* Directions for this task:
Nothing but the line holding "Pick out each instance of the building" and the lines after it, through the end of the records, should be set down, each exactly as it is.

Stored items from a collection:
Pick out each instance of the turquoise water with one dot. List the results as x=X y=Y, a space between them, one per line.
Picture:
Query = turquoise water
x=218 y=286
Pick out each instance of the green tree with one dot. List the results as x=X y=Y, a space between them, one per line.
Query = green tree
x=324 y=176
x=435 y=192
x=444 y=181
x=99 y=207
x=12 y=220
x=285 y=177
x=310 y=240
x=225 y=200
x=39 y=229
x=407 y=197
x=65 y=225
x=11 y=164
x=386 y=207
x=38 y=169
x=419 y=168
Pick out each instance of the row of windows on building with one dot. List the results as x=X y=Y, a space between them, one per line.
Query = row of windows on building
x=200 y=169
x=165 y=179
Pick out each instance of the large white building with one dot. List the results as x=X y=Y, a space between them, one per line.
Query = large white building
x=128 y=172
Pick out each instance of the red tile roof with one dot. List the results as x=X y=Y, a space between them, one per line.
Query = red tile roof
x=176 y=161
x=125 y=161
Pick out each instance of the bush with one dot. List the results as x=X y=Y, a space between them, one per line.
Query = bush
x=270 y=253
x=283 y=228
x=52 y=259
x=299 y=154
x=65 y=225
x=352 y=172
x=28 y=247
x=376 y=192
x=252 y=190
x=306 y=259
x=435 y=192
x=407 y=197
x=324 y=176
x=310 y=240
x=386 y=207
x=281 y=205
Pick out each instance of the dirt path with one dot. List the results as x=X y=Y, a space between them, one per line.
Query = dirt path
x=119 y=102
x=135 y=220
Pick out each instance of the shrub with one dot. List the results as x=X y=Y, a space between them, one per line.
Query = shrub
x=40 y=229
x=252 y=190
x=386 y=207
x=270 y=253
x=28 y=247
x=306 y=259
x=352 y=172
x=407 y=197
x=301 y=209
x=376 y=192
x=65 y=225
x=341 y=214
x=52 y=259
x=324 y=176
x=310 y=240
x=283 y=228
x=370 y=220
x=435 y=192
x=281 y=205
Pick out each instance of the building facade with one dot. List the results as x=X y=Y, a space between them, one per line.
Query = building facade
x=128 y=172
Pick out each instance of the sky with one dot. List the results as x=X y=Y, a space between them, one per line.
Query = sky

* Result below:
Pick out each instance of the building facade with one dot. List the results as x=X y=Y, a space between them, one per line.
Query = building facade
x=128 y=172
Pick out each instance of the sky with one dot. List the results as x=X y=Y, a space between them, one per line.
Query = sky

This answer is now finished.